GIVEN DATA =>
######

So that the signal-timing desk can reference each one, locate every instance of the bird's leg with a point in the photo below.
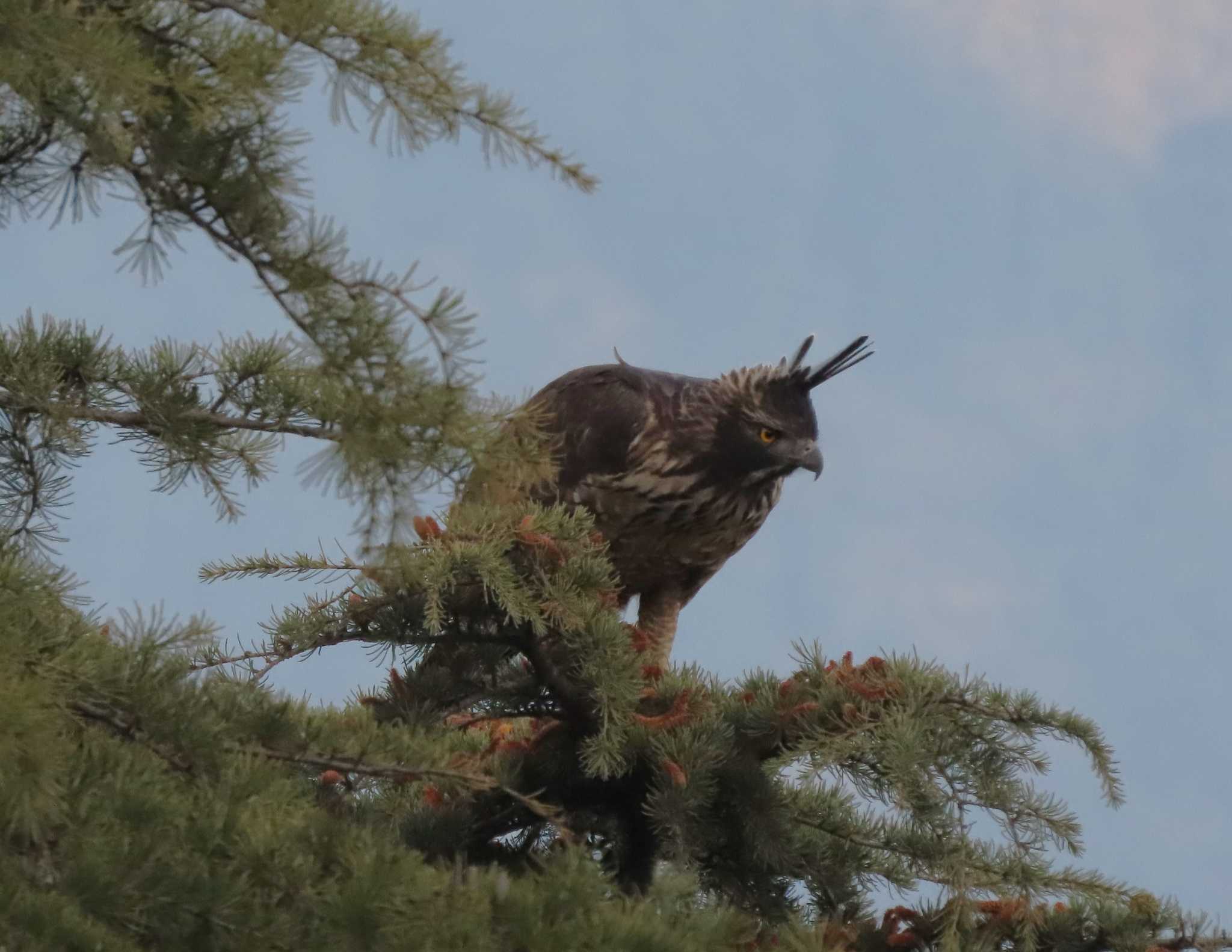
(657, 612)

######

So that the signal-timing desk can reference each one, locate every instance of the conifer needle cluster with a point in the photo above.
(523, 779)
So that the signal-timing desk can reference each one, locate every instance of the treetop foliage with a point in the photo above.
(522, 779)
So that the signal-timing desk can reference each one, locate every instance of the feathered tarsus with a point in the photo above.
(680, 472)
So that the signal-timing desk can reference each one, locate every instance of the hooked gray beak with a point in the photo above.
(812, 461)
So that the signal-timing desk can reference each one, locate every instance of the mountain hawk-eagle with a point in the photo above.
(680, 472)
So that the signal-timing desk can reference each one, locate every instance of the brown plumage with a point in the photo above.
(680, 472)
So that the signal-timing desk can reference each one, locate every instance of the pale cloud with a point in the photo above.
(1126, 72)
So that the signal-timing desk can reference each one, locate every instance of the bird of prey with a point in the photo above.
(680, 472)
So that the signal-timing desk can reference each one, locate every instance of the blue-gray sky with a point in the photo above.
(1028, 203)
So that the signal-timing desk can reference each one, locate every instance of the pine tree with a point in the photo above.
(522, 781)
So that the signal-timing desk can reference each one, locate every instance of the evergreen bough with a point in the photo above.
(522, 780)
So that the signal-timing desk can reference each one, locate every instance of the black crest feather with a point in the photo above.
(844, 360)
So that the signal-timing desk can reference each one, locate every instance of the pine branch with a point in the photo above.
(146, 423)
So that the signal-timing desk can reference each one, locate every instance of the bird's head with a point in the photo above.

######

EXERCISE => Repeat exactly the lines of the listing above, from the one with "branch with a point in the photo above." down to the one with "head with a point in the photo above."; both of those lines belong in the range.

EXERCISE OUTPUT =>
So that the signal-timing desk can reference each one, locate every instance of the pine branch with a point in the photo above.
(146, 423)
So that the signal-timing desk can reference each one, locate every instance of the bird's head with a point in the photo above.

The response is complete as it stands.